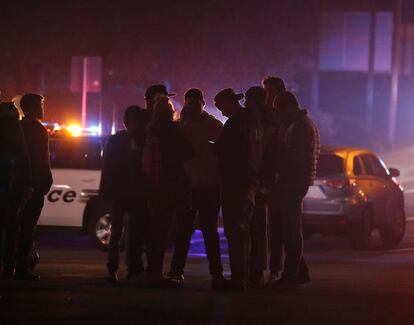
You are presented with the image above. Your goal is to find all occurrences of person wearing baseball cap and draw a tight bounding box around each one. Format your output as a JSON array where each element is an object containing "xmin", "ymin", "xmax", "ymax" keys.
[
  {"xmin": 214, "ymin": 88, "xmax": 261, "ymax": 291},
  {"xmin": 165, "ymin": 88, "xmax": 225, "ymax": 289},
  {"xmin": 144, "ymin": 85, "xmax": 175, "ymax": 114}
]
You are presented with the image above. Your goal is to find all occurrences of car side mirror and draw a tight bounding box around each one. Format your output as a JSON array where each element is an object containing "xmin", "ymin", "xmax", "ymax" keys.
[{"xmin": 388, "ymin": 168, "xmax": 400, "ymax": 177}]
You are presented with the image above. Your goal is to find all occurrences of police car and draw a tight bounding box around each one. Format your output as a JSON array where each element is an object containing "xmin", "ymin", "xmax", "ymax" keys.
[{"xmin": 38, "ymin": 124, "xmax": 111, "ymax": 249}]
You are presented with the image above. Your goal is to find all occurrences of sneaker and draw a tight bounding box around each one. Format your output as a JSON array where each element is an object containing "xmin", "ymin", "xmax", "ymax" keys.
[
  {"xmin": 165, "ymin": 271, "xmax": 184, "ymax": 287},
  {"xmin": 250, "ymin": 274, "xmax": 264, "ymax": 289},
  {"xmin": 14, "ymin": 271, "xmax": 40, "ymax": 282},
  {"xmin": 1, "ymin": 269, "xmax": 14, "ymax": 280},
  {"xmin": 267, "ymin": 272, "xmax": 281, "ymax": 285},
  {"xmin": 211, "ymin": 273, "xmax": 229, "ymax": 291},
  {"xmin": 106, "ymin": 272, "xmax": 119, "ymax": 284}
]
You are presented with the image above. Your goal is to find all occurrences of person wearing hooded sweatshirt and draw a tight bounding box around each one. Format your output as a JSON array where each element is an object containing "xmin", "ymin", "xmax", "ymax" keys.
[
  {"xmin": 0, "ymin": 102, "xmax": 32, "ymax": 279},
  {"xmin": 15, "ymin": 94, "xmax": 53, "ymax": 281},
  {"xmin": 245, "ymin": 86, "xmax": 278, "ymax": 287},
  {"xmin": 274, "ymin": 91, "xmax": 320, "ymax": 286},
  {"xmin": 169, "ymin": 88, "xmax": 224, "ymax": 289}
]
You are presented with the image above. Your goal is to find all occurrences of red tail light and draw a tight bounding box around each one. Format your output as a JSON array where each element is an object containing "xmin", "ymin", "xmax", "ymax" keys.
[{"xmin": 324, "ymin": 178, "xmax": 349, "ymax": 190}]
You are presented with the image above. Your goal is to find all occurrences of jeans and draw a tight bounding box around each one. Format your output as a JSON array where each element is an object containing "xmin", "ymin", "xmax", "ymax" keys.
[
  {"xmin": 171, "ymin": 187, "xmax": 223, "ymax": 275},
  {"xmin": 146, "ymin": 186, "xmax": 191, "ymax": 275},
  {"xmin": 250, "ymin": 193, "xmax": 268, "ymax": 280},
  {"xmin": 222, "ymin": 188, "xmax": 253, "ymax": 284},
  {"xmin": 16, "ymin": 192, "xmax": 45, "ymax": 273},
  {"xmin": 280, "ymin": 186, "xmax": 309, "ymax": 279},
  {"xmin": 107, "ymin": 194, "xmax": 148, "ymax": 274}
]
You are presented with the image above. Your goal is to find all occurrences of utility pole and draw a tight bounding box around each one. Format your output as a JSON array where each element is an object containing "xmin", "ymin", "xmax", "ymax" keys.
[
  {"xmin": 388, "ymin": 0, "xmax": 402, "ymax": 147},
  {"xmin": 365, "ymin": 0, "xmax": 377, "ymax": 134}
]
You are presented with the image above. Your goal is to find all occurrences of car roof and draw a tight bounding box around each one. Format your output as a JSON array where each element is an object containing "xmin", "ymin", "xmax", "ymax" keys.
[{"xmin": 321, "ymin": 146, "xmax": 372, "ymax": 157}]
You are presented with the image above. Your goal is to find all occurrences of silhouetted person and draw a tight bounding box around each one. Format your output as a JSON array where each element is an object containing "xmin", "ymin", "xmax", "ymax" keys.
[
  {"xmin": 214, "ymin": 88, "xmax": 262, "ymax": 290},
  {"xmin": 262, "ymin": 77, "xmax": 286, "ymax": 283},
  {"xmin": 100, "ymin": 106, "xmax": 148, "ymax": 283},
  {"xmin": 16, "ymin": 94, "xmax": 53, "ymax": 280},
  {"xmin": 169, "ymin": 88, "xmax": 224, "ymax": 288},
  {"xmin": 262, "ymin": 77, "xmax": 286, "ymax": 107},
  {"xmin": 143, "ymin": 95, "xmax": 193, "ymax": 286},
  {"xmin": 245, "ymin": 86, "xmax": 277, "ymax": 287},
  {"xmin": 275, "ymin": 91, "xmax": 320, "ymax": 286},
  {"xmin": 145, "ymin": 85, "xmax": 175, "ymax": 118},
  {"xmin": 0, "ymin": 103, "xmax": 32, "ymax": 279}
]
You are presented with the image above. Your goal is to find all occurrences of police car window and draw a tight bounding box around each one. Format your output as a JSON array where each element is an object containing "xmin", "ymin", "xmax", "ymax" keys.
[
  {"xmin": 316, "ymin": 154, "xmax": 345, "ymax": 177},
  {"xmin": 360, "ymin": 155, "xmax": 374, "ymax": 175},
  {"xmin": 354, "ymin": 156, "xmax": 364, "ymax": 176},
  {"xmin": 50, "ymin": 138, "xmax": 102, "ymax": 170},
  {"xmin": 369, "ymin": 155, "xmax": 388, "ymax": 178}
]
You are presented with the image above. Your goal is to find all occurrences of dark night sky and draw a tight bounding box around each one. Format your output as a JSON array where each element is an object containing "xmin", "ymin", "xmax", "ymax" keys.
[{"xmin": 0, "ymin": 0, "xmax": 317, "ymax": 123}]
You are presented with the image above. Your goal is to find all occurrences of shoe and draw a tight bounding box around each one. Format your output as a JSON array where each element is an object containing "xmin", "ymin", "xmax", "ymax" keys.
[
  {"xmin": 267, "ymin": 272, "xmax": 281, "ymax": 285},
  {"xmin": 1, "ymin": 269, "xmax": 14, "ymax": 280},
  {"xmin": 250, "ymin": 274, "xmax": 265, "ymax": 289},
  {"xmin": 106, "ymin": 271, "xmax": 119, "ymax": 285},
  {"xmin": 165, "ymin": 271, "xmax": 184, "ymax": 287},
  {"xmin": 127, "ymin": 272, "xmax": 145, "ymax": 286},
  {"xmin": 211, "ymin": 273, "xmax": 229, "ymax": 291},
  {"xmin": 296, "ymin": 272, "xmax": 311, "ymax": 284},
  {"xmin": 271, "ymin": 276, "xmax": 298, "ymax": 288},
  {"xmin": 14, "ymin": 271, "xmax": 40, "ymax": 282}
]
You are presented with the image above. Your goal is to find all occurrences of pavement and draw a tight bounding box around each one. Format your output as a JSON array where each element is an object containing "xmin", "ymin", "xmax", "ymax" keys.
[{"xmin": 0, "ymin": 222, "xmax": 414, "ymax": 325}]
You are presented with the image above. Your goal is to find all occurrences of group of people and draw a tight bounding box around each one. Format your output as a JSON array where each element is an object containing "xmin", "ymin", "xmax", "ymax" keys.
[
  {"xmin": 100, "ymin": 77, "xmax": 320, "ymax": 291},
  {"xmin": 0, "ymin": 94, "xmax": 53, "ymax": 281},
  {"xmin": 0, "ymin": 77, "xmax": 319, "ymax": 291}
]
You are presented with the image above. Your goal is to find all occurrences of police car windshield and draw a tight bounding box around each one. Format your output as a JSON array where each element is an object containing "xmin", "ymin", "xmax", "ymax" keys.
[{"xmin": 50, "ymin": 137, "xmax": 103, "ymax": 170}]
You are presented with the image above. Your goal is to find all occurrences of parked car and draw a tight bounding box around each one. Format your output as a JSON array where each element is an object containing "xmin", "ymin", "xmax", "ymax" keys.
[
  {"xmin": 303, "ymin": 147, "xmax": 406, "ymax": 250},
  {"xmin": 38, "ymin": 135, "xmax": 115, "ymax": 249}
]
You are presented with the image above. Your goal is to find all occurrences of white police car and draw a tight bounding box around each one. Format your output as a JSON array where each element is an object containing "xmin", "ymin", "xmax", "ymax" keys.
[{"xmin": 38, "ymin": 127, "xmax": 115, "ymax": 249}]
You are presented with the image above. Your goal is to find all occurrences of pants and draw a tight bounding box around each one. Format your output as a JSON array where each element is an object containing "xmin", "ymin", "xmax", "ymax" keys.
[
  {"xmin": 107, "ymin": 194, "xmax": 148, "ymax": 274},
  {"xmin": 222, "ymin": 189, "xmax": 253, "ymax": 284},
  {"xmin": 16, "ymin": 192, "xmax": 44, "ymax": 273},
  {"xmin": 171, "ymin": 187, "xmax": 223, "ymax": 275},
  {"xmin": 250, "ymin": 193, "xmax": 268, "ymax": 280},
  {"xmin": 268, "ymin": 187, "xmax": 284, "ymax": 273},
  {"xmin": 280, "ymin": 186, "xmax": 309, "ymax": 279},
  {"xmin": 146, "ymin": 186, "xmax": 191, "ymax": 275}
]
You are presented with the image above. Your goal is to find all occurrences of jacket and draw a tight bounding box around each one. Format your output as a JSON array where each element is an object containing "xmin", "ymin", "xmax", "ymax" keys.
[
  {"xmin": 180, "ymin": 111, "xmax": 223, "ymax": 188},
  {"xmin": 279, "ymin": 110, "xmax": 320, "ymax": 187},
  {"xmin": 217, "ymin": 108, "xmax": 263, "ymax": 193},
  {"xmin": 21, "ymin": 118, "xmax": 53, "ymax": 195},
  {"xmin": 99, "ymin": 130, "xmax": 145, "ymax": 200}
]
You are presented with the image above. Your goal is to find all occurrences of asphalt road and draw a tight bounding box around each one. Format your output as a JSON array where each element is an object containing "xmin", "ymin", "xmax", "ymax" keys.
[{"xmin": 0, "ymin": 222, "xmax": 414, "ymax": 325}]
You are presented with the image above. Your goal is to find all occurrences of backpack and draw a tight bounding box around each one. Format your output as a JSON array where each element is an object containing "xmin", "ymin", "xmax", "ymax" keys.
[{"xmin": 142, "ymin": 136, "xmax": 161, "ymax": 187}]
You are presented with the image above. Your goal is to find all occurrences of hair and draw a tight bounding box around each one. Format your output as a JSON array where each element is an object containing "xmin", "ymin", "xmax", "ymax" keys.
[
  {"xmin": 273, "ymin": 91, "xmax": 299, "ymax": 109},
  {"xmin": 20, "ymin": 94, "xmax": 44, "ymax": 117},
  {"xmin": 262, "ymin": 77, "xmax": 286, "ymax": 92},
  {"xmin": 148, "ymin": 96, "xmax": 176, "ymax": 132}
]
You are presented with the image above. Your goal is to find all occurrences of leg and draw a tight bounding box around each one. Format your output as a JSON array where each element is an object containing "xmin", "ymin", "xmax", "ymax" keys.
[
  {"xmin": 282, "ymin": 187, "xmax": 307, "ymax": 280},
  {"xmin": 223, "ymin": 190, "xmax": 253, "ymax": 288},
  {"xmin": 171, "ymin": 190, "xmax": 196, "ymax": 275},
  {"xmin": 268, "ymin": 186, "xmax": 283, "ymax": 275},
  {"xmin": 250, "ymin": 193, "xmax": 267, "ymax": 283},
  {"xmin": 193, "ymin": 187, "xmax": 223, "ymax": 276},
  {"xmin": 16, "ymin": 193, "xmax": 44, "ymax": 274},
  {"xmin": 127, "ymin": 194, "xmax": 148, "ymax": 275},
  {"xmin": 106, "ymin": 199, "xmax": 126, "ymax": 273}
]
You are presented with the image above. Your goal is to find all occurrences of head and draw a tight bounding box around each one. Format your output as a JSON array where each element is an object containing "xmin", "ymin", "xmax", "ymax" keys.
[
  {"xmin": 273, "ymin": 91, "xmax": 300, "ymax": 126},
  {"xmin": 124, "ymin": 105, "xmax": 144, "ymax": 133},
  {"xmin": 244, "ymin": 86, "xmax": 267, "ymax": 109},
  {"xmin": 262, "ymin": 77, "xmax": 286, "ymax": 107},
  {"xmin": 0, "ymin": 102, "xmax": 20, "ymax": 119},
  {"xmin": 214, "ymin": 88, "xmax": 244, "ymax": 118},
  {"xmin": 182, "ymin": 88, "xmax": 206, "ymax": 120},
  {"xmin": 20, "ymin": 94, "xmax": 45, "ymax": 120},
  {"xmin": 145, "ymin": 85, "xmax": 175, "ymax": 111}
]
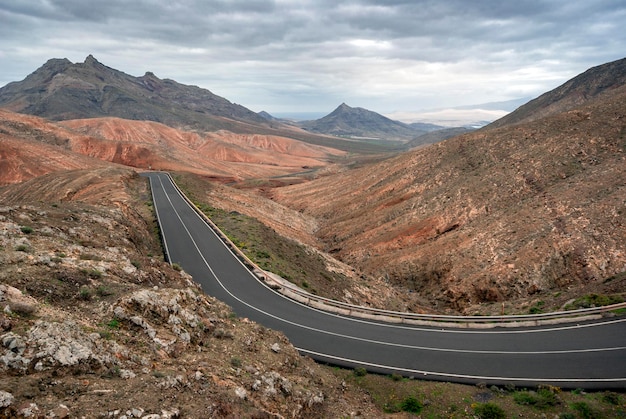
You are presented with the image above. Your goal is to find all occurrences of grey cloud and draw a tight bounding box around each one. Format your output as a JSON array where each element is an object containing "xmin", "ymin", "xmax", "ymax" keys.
[{"xmin": 0, "ymin": 0, "xmax": 626, "ymax": 115}]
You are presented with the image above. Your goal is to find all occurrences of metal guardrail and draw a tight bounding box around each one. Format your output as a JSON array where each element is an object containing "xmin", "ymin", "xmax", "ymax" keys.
[{"xmin": 166, "ymin": 172, "xmax": 626, "ymax": 328}]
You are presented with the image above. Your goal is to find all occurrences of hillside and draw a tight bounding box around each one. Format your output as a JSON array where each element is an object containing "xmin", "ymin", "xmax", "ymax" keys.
[
  {"xmin": 0, "ymin": 55, "xmax": 265, "ymax": 130},
  {"xmin": 271, "ymin": 86, "xmax": 626, "ymax": 313},
  {"xmin": 488, "ymin": 58, "xmax": 626, "ymax": 128},
  {"xmin": 300, "ymin": 103, "xmax": 428, "ymax": 142},
  {"xmin": 0, "ymin": 169, "xmax": 382, "ymax": 418},
  {"xmin": 0, "ymin": 109, "xmax": 345, "ymax": 184}
]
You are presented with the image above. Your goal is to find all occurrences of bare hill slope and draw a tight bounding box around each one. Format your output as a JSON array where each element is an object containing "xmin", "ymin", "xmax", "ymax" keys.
[
  {"xmin": 488, "ymin": 58, "xmax": 626, "ymax": 128},
  {"xmin": 273, "ymin": 86, "xmax": 626, "ymax": 310}
]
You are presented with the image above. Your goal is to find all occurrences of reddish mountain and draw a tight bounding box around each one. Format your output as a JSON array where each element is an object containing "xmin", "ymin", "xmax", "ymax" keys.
[{"xmin": 0, "ymin": 110, "xmax": 344, "ymax": 184}]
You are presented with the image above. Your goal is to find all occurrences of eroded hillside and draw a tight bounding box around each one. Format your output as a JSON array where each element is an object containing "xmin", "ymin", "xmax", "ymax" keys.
[
  {"xmin": 0, "ymin": 169, "xmax": 381, "ymax": 418},
  {"xmin": 271, "ymin": 86, "xmax": 626, "ymax": 312},
  {"xmin": 0, "ymin": 109, "xmax": 346, "ymax": 184}
]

[Brief]
Identify and copy every line above that contains the word "jeans". Case counts.

[Response]
You are presented with the image above. Your goal is to find all occurrences of jeans and draw a tight bounding box around each one. Format your output as a JSON array where each element is an object containing "xmin", "ymin", "xmax", "ymax" keys.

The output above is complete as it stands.